我觉得这个东西是 $\mathcal O(m1 \log m1 + m2 \log m2 + n)$ 的，但是为什么跑的和 $\mathcal O(m1^2+m2^2)$ 的一样快？

#include<algorithm>//airport
#include<iostream>
#include<cstdio>
#include<queue>
using namespace std;
int n,m1,m2;
struct airline
{
    int s,e;
    bool operator<(airline const& other){return s<other.s;}
}domes[100009],inter[100009];
int domv[100009],intv[100009];
int domnxt[100009],intnxt[100009];
int domsiz[100009],intsiz[100009];
int domqzh[100009],intqzh[100009];
queue<int>domh,inth;
int main()
{
//freopen(...)
    ios::sync_with_stdio(0);
    cin>>n>>m1>>m2;
    for(int i=1;i<=m1;i++)cin>>domes[i].s>>domes[i].e;
    sort(domes+1,domes+m1+1);
    int siz1=0;
    while(siz1<m1)
    {
        int last=-1,lastval=0,head=0;
        for(int i=1;i<=m1;i++)if(domes[i].s>last && domv[i]==0)
        {
            if(last==-1)domh.push(i),head=i;
            domv[i]=1;
            domnxt[lastval]=i;
            last=domes[i].e;
            lastval=i;
            domsiz[head]++;
            siz1++;
        }
    }
    for(int i=1;i<=m2;i++)cin>>inter[i].s>>inter[i].e;
    sort(inter+1,inter+m2+1);
    int siz2=0;
    while(siz2<m2)
    {
        int last=-1,lastval=0,head=0;
        for(int i=1;i<=m2;i++)if(inter[i].s>last &&intv[i]==0)
        {
            if(last==-1)inth.push(i),head=i;
            intv[i]=1;
            intnxt[lastval]=i;
            last=inter[i].e;
            lastval=i;
            intsiz[head]++;
            siz2++;
        }
    }
    for(int i=1;i<=n;i++)
    {
        if(domh.empty())domqzh[i]=domqzh[i-1];
        else domqzh[i]=domqzh[i-1]+domsiz[domh.front()],domh.pop();
        if(inth.empty())intqzh[i]=intqzh[i-1];
        else intqzh[i]=intqzh[i-1]+intsiz[inth.front()],inth.pop();
    }
    int ans=-1;
    for(int i=1;i<=n;i++)ans=max(ans,domqzh[i]+intqzh[n-i]);
    cout<<ans;
    return 0;
}

### [任务说明]
[1] 原文作者认为这段代码的时间复杂度是多少？
[2] 请抄写原文中从“ios::sync_with_stdio(0);”到“i=1;i<=m1;i++)if(domes[i].s>last && domv[i]==0)”之间的内容，首尾两处也要包括在内。

### [给定数据]
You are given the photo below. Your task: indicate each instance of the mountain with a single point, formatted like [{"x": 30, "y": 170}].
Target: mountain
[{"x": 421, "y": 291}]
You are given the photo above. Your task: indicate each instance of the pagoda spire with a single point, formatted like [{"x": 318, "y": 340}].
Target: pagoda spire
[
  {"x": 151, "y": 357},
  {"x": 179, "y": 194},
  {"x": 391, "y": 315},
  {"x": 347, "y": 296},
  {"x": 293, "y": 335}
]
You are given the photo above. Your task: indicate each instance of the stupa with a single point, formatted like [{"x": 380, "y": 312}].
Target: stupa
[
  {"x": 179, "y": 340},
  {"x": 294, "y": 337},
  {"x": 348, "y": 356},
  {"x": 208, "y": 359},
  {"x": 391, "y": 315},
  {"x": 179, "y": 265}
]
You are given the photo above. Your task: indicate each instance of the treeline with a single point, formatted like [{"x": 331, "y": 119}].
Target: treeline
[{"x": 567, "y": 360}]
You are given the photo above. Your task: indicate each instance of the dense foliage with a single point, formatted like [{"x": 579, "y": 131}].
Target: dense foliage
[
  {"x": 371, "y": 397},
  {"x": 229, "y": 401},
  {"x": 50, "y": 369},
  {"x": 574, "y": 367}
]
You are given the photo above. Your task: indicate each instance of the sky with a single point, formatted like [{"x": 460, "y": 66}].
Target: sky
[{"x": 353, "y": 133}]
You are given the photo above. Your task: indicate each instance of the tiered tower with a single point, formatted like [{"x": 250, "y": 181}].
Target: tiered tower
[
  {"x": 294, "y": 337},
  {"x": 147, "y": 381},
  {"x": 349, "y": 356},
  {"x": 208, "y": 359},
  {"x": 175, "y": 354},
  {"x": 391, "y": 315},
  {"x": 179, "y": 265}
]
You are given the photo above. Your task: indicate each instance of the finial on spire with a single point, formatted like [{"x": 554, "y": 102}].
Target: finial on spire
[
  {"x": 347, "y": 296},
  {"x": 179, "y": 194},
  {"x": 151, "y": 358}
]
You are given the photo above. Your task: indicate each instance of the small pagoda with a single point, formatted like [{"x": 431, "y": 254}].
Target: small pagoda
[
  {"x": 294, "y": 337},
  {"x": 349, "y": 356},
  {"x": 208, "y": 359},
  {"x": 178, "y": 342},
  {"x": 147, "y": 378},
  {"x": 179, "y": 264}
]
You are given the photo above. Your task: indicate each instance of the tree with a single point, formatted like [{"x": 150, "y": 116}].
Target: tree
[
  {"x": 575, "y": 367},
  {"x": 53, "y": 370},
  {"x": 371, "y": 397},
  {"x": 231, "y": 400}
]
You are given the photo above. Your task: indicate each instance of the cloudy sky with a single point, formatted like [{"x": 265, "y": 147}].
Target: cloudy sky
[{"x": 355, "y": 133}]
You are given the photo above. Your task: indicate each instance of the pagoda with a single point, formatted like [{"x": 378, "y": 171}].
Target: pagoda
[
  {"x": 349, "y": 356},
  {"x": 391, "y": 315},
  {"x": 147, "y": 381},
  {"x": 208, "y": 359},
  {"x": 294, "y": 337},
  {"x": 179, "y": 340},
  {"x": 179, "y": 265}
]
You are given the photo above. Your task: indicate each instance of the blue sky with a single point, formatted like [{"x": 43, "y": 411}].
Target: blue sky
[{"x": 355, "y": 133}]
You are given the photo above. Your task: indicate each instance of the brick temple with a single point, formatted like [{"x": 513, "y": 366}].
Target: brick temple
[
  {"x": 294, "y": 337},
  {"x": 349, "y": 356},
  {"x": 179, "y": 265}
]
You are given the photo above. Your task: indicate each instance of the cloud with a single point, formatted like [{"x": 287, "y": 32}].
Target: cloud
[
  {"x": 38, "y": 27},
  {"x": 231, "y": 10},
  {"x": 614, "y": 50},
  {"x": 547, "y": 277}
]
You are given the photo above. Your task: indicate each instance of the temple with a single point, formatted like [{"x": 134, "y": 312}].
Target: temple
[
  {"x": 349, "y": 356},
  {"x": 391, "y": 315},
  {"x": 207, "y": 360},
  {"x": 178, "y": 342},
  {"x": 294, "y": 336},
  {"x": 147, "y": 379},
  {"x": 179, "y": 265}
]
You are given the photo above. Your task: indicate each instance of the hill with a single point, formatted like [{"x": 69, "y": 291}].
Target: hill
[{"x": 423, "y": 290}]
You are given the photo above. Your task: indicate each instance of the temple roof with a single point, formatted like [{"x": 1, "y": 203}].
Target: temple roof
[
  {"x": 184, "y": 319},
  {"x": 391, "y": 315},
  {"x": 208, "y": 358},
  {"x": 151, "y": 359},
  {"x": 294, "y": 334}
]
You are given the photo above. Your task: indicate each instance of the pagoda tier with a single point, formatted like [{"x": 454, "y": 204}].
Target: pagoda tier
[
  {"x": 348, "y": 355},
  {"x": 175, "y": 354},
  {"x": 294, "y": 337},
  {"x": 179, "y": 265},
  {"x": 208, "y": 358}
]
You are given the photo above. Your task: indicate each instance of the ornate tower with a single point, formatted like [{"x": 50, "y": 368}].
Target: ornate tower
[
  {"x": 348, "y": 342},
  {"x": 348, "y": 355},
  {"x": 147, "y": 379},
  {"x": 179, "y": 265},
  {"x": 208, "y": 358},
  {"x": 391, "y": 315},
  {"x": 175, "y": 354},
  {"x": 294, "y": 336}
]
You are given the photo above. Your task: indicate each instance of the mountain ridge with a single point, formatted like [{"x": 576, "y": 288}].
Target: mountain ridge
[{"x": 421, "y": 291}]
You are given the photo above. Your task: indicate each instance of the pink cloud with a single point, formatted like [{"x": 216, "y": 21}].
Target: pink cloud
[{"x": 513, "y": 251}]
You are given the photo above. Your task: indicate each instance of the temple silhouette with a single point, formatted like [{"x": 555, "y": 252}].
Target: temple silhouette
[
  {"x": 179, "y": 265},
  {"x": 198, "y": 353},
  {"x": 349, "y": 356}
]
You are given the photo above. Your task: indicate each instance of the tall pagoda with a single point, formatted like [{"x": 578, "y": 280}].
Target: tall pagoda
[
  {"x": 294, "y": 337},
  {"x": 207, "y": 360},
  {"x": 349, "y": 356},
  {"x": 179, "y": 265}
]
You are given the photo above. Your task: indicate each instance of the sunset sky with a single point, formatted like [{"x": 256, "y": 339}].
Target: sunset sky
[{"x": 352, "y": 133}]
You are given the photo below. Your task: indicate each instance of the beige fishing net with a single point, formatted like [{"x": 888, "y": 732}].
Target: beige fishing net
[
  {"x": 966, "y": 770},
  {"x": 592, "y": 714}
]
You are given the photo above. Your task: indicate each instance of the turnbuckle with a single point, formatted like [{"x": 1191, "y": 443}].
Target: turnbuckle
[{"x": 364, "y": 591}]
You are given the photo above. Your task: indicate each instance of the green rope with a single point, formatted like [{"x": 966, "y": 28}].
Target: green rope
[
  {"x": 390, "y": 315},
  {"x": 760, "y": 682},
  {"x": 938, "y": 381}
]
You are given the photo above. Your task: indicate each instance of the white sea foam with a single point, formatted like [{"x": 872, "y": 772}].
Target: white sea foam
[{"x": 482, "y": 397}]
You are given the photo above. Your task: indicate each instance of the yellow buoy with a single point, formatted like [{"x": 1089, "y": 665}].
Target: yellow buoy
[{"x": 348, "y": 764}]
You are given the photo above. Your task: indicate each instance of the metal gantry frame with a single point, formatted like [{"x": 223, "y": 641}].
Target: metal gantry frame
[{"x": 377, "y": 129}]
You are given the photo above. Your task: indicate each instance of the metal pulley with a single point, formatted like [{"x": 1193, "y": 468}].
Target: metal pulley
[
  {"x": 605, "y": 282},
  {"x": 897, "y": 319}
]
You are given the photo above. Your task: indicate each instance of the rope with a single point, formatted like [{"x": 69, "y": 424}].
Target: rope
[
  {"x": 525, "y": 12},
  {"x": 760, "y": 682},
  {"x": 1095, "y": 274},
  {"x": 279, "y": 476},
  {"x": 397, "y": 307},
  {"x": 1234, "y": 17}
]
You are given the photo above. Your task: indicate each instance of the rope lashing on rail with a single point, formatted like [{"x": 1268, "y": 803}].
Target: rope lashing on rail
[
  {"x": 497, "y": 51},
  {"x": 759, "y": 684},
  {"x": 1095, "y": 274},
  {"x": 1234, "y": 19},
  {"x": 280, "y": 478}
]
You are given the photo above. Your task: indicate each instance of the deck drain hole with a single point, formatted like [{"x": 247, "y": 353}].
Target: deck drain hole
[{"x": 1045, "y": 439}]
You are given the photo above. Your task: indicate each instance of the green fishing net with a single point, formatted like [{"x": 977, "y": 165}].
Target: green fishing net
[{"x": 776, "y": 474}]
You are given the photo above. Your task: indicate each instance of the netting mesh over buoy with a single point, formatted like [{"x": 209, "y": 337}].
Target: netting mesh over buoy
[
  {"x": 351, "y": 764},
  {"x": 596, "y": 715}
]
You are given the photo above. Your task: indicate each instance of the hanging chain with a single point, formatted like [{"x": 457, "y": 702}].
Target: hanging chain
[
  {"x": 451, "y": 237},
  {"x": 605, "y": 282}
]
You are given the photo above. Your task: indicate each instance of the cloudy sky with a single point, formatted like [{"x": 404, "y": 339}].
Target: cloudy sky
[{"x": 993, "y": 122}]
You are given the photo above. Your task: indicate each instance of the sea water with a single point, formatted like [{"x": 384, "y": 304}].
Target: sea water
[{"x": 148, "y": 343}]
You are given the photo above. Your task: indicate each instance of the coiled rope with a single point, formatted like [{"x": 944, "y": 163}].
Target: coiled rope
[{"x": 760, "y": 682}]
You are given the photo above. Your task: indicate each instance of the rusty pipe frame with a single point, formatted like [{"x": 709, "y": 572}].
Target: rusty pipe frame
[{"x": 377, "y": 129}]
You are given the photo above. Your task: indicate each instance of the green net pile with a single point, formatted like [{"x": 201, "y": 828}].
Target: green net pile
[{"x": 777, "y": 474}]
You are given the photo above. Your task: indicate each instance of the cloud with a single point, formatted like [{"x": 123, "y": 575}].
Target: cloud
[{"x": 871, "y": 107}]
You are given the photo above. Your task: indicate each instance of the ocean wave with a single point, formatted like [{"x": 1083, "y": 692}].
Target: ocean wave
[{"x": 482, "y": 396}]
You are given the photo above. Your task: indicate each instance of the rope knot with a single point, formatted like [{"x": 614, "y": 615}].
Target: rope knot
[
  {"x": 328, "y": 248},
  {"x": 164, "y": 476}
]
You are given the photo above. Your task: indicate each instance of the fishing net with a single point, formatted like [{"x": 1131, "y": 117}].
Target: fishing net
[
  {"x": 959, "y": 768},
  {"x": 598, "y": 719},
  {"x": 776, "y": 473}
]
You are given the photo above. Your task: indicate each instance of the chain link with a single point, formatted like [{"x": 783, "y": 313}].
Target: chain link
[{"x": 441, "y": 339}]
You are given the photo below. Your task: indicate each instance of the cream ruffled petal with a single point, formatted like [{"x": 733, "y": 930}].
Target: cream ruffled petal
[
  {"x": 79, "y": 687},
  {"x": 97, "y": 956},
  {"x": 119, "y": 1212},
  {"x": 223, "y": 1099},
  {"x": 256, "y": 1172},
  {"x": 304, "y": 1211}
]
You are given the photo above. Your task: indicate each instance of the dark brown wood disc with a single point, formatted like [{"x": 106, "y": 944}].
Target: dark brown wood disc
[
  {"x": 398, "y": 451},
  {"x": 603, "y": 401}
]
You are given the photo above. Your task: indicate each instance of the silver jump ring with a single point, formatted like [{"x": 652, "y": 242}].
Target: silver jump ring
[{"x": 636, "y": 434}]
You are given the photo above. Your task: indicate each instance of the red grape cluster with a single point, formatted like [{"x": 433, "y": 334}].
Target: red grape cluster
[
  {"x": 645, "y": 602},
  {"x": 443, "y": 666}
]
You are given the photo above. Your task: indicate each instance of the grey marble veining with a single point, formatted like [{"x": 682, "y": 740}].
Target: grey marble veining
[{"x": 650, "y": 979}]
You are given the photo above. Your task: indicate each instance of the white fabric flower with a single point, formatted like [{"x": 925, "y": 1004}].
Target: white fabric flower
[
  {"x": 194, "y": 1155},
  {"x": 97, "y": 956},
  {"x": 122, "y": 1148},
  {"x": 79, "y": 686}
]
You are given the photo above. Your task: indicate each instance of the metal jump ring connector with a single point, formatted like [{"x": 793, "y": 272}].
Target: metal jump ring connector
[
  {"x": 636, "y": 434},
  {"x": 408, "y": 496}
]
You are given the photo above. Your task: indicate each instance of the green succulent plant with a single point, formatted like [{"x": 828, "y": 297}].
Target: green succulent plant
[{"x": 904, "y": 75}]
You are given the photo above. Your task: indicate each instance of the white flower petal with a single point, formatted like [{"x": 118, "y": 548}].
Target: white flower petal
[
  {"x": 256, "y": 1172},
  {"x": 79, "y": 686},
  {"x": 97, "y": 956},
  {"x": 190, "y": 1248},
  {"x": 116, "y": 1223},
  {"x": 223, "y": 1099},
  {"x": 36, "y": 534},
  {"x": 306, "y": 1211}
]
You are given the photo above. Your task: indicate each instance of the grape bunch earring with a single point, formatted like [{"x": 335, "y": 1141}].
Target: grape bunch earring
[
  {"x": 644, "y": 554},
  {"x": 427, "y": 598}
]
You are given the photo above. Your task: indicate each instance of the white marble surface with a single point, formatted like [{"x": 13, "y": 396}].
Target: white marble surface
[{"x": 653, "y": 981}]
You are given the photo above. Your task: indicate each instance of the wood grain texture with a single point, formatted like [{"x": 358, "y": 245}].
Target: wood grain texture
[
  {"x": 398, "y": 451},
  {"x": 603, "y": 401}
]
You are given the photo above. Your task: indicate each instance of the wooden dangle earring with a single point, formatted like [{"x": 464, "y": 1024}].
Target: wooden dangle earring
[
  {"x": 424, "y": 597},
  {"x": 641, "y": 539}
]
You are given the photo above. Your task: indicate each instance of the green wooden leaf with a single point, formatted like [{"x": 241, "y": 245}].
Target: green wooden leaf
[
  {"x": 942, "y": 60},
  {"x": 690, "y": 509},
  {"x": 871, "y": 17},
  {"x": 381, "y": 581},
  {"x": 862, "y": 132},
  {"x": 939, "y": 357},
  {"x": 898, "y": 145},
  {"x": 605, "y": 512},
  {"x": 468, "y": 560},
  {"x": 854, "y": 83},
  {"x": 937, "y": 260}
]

### [参考答案]
[1] $\mathcal O(m1 \log m1 + m2 \log m2 + n)$

[2]
ios::sync_with_stdio(0);
    cin>>n>>m1>>m2;
    for(int i=1;i<=m1;i++)cin>>domes[i].s>>domes[i].e;
    sort(domes+1,domes+m1+1);
    int siz1=0;
    while(siz1<m1)
    {
        int last=-1,lastval=0,head=0;
        for(int i=1;i<=m1;i++)if(domes[i].s>last && domv[i]==0)